§ Exercise instructions
1. Repeat the terms-of-trade excerpt word for word, starting at "4.3 At the Seller’s" and ending at "not yet installed.".
2. In one to three sentences, explain why the Seller's quoted Price under clause 4.1(c) of the terms-of-trade excerpt might still change.
-------- Excerpt provided
3.5 Goods are supplied by the Seller only on the terms and conditions of trade herein to the exclusion of anything to the contrary in
the terms of the Customer’s order notwithstanding that any such order is placed on terms that purport to override these terms
and conditions of trade.

4. Price and Payment

4.1 At the Seller’s sole discretion the Price shall be either:
(a) as indicated on invoices provided by the Seller to the Customer in respect of Goods supplied; or
(b) the Seller’s Price at the date of delivery of the Goods according to the Seller’s current pricelist; or
(c) the Seller’s quoted Price (subject to clause 4.2) which shall be binding upon the Seller provided that the Customer shall
accept the Seller’s quotation in writing within thirty (30) days.
4.2 The Seller reserves the right to change the Price in the event of a variation to the Seller’s quotation.
4.3 At the Seller’s sole discretion:
(a) a non-refundable deposit of up to seventy percent (70%) may be required; and
(b) payment shall be due on delivery of the Goods; or
(c) payment for approved Customers shall be made by instalments in accordance with the Seller’s payment schedule; or
(d) detailed payment claims may be submitted at intervals not less than monthly for work performed up to the end of each
month. The value of work so performed shall include the reasonable value of authorised variations and the value of
materials delivered to the site but not yet installed.
4.4 Time for payment shall be of the essence and will be stated on the invoice or any other forms. If no time is stated then payment
shall be due fourteen (14) days following the date of the invoice.
4.5 Payment by direct credit is preferred, but the Seller will accept payment made by cash, or by any other method as agreed to
between the Customer and the Seller.
4.6 GST and other taxes and duties that may be applicable shall be added to the Price except when they are expressly included in
the Price.

5. Delivery of the Goods

5.1 At the Seller’s sole discretion delivery of the Goods shall take place when the Customer takes possession of the Goods at the
Customer’s nominated address (in the event that the Goods are delivered by the Seller or the Seller’s nominated carrier).
5.2 At the Seller’s sole discretion the costs of delivery may be in addition to the Price.
----------------
-------- Provided records
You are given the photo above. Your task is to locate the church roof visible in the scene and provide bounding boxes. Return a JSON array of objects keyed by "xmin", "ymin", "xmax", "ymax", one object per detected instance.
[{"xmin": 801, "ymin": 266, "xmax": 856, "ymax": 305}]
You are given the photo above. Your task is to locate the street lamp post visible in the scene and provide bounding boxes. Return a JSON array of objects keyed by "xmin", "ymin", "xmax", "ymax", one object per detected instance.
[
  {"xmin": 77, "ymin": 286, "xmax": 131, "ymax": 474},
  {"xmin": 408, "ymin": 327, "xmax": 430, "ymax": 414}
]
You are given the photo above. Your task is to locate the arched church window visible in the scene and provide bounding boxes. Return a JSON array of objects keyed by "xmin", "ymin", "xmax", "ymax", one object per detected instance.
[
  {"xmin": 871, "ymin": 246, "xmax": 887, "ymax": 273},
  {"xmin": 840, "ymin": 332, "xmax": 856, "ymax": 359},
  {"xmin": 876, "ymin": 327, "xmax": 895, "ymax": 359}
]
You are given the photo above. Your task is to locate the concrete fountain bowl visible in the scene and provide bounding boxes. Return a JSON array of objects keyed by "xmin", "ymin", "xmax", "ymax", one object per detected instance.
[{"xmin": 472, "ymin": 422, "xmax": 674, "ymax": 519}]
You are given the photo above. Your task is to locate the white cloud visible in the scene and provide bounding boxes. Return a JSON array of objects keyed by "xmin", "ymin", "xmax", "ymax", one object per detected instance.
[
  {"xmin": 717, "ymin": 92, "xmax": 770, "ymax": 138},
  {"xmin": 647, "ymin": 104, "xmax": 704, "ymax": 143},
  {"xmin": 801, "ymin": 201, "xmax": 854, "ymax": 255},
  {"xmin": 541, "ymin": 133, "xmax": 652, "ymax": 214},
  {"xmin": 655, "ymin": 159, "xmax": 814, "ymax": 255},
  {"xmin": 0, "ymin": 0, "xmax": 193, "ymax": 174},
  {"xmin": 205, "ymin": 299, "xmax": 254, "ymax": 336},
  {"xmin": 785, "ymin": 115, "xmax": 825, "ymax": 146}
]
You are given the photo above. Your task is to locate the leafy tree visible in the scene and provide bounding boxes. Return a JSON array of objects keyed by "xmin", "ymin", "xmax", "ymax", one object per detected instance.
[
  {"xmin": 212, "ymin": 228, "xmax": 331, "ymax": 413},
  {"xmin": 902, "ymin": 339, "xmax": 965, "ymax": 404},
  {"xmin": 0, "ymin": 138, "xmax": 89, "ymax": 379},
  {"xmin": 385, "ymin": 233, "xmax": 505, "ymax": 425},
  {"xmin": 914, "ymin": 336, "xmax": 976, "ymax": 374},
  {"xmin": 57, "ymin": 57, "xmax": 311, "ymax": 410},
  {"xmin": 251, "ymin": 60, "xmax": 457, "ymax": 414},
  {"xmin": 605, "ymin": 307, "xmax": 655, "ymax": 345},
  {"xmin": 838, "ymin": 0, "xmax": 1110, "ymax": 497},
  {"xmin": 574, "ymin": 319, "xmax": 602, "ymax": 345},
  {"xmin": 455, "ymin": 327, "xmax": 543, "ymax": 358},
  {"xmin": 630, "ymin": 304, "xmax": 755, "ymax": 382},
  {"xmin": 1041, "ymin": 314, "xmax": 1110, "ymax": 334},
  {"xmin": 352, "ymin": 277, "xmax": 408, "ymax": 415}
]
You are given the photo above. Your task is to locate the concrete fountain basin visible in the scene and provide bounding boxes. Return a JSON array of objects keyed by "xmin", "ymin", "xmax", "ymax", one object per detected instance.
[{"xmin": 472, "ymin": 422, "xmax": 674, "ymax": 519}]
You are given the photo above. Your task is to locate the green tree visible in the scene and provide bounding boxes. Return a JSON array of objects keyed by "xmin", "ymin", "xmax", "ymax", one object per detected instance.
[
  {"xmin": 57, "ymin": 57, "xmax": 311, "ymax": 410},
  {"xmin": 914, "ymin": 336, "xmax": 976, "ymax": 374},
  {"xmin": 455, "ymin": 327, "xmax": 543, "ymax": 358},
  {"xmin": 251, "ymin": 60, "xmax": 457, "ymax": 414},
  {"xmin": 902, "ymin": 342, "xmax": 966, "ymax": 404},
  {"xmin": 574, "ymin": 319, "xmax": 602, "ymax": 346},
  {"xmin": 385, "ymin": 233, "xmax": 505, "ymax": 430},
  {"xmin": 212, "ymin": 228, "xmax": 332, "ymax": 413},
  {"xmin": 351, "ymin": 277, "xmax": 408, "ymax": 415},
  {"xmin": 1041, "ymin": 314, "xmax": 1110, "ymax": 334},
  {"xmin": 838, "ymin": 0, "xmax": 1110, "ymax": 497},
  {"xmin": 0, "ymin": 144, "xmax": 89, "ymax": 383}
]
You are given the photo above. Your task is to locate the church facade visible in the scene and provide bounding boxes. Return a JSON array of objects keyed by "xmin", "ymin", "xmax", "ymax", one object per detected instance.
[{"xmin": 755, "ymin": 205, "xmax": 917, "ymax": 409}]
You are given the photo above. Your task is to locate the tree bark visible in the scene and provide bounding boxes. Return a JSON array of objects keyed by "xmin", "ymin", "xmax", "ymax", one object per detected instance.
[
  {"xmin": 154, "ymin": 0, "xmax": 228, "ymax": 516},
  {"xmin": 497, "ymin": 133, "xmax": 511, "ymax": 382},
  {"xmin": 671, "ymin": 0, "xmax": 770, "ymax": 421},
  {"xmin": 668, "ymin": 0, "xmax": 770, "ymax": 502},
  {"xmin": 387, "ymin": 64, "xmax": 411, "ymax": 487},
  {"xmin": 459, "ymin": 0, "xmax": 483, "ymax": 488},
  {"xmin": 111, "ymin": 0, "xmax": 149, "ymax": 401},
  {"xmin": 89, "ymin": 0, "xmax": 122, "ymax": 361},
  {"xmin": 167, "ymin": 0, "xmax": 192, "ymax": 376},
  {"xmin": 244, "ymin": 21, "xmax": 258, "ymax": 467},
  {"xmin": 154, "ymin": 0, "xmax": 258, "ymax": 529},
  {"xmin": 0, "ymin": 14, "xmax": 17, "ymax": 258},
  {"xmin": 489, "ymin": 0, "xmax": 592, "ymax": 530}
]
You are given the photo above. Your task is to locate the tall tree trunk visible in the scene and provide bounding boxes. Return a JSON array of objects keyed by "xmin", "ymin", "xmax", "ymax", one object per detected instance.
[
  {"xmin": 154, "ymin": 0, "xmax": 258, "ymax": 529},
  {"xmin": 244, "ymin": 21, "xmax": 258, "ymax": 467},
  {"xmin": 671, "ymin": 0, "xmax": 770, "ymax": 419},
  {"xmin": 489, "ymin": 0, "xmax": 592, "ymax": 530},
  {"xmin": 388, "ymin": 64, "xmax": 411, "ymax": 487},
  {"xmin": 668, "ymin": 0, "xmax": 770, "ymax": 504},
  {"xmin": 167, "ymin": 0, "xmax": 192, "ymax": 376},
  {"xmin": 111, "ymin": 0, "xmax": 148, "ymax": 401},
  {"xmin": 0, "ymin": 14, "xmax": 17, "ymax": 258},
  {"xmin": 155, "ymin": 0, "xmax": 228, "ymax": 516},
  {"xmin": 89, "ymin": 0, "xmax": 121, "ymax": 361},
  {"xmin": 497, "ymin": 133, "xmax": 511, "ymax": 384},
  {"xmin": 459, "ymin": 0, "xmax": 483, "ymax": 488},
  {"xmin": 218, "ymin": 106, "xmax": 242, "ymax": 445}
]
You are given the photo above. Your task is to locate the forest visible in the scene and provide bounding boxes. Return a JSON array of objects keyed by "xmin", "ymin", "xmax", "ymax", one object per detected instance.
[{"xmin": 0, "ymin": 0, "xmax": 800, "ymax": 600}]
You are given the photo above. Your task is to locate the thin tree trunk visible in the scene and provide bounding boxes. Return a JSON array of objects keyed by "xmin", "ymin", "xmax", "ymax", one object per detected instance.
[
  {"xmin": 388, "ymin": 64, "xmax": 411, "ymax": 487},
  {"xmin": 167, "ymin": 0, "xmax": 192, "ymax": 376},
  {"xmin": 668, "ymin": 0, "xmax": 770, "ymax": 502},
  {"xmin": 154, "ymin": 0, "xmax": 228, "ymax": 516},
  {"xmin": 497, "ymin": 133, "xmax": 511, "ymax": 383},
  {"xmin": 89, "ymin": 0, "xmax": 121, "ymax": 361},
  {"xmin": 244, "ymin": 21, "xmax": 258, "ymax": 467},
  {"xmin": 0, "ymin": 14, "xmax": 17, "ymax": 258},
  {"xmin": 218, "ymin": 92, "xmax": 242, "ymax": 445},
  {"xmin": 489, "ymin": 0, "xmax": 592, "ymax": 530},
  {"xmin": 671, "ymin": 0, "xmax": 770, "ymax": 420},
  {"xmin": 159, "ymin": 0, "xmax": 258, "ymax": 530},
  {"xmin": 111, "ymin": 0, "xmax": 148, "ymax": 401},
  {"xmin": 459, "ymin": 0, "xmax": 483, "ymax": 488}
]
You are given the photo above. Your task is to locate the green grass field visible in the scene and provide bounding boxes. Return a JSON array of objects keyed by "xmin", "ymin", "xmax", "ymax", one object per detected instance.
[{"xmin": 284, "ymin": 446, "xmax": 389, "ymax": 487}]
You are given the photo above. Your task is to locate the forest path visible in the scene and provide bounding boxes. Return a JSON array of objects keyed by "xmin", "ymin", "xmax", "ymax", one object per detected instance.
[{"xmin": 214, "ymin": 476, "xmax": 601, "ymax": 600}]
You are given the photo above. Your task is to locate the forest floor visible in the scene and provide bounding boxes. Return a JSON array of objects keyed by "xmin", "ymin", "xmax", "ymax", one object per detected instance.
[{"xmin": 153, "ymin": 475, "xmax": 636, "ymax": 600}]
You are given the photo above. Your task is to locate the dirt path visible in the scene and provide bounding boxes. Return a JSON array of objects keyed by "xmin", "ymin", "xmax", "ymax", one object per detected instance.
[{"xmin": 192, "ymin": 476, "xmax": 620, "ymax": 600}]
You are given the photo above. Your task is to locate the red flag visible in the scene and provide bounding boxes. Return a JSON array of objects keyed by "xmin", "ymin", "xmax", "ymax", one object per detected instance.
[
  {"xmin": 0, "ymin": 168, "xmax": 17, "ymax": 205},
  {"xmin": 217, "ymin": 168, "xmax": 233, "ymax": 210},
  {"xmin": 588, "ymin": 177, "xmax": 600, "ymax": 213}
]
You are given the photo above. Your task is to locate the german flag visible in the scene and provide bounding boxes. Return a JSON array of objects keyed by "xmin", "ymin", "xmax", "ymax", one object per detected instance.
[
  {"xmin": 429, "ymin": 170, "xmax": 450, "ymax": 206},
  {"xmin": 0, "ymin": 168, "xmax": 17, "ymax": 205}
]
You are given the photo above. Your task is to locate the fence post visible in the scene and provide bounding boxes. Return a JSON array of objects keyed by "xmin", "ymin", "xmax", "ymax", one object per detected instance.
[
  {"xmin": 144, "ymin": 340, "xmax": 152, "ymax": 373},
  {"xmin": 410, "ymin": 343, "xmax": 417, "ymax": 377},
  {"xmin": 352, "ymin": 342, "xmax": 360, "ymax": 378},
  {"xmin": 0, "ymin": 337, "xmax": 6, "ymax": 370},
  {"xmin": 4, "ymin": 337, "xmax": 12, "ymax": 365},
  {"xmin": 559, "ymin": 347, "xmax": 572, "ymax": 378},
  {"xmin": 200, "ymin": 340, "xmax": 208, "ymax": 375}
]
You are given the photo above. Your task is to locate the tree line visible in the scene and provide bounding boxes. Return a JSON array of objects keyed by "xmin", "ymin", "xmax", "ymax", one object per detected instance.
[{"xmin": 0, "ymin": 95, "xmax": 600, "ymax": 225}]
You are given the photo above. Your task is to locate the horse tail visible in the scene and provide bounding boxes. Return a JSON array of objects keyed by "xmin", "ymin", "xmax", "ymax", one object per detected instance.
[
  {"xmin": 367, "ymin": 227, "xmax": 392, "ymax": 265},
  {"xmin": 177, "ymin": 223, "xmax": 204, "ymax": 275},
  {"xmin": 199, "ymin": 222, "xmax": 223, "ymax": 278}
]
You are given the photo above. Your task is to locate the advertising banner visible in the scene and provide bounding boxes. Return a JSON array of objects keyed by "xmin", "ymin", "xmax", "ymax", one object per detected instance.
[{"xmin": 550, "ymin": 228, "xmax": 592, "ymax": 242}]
----------------
§ Answers for the exercise
1.
4.3 At the Seller’s sole discretion:
(a) a non-refundable deposit of up to seventy percent (70%) may be required; and
(b) payment shall be due on delivery of the Goods; or
(c) payment for approved Customers shall be made by instalments in accordance with the Seller’s payment schedule; or
(d) detailed payment claims may be submitted at intervals not less than monthly for work performed up to the end of each
month. The value of work so performed shall include the reasonable value of authorised variations and the value of
materials delivered to the site but not yet installed.

2. The quoted Price is made subject to clause 4.2, which reserves to the Seller the right to change the Price if there is a variation to the Seller's quotation. So the quotation binds the Seller once the Customer accepts it in writing within thirty days, but a variation to that quotation allows the Price to change.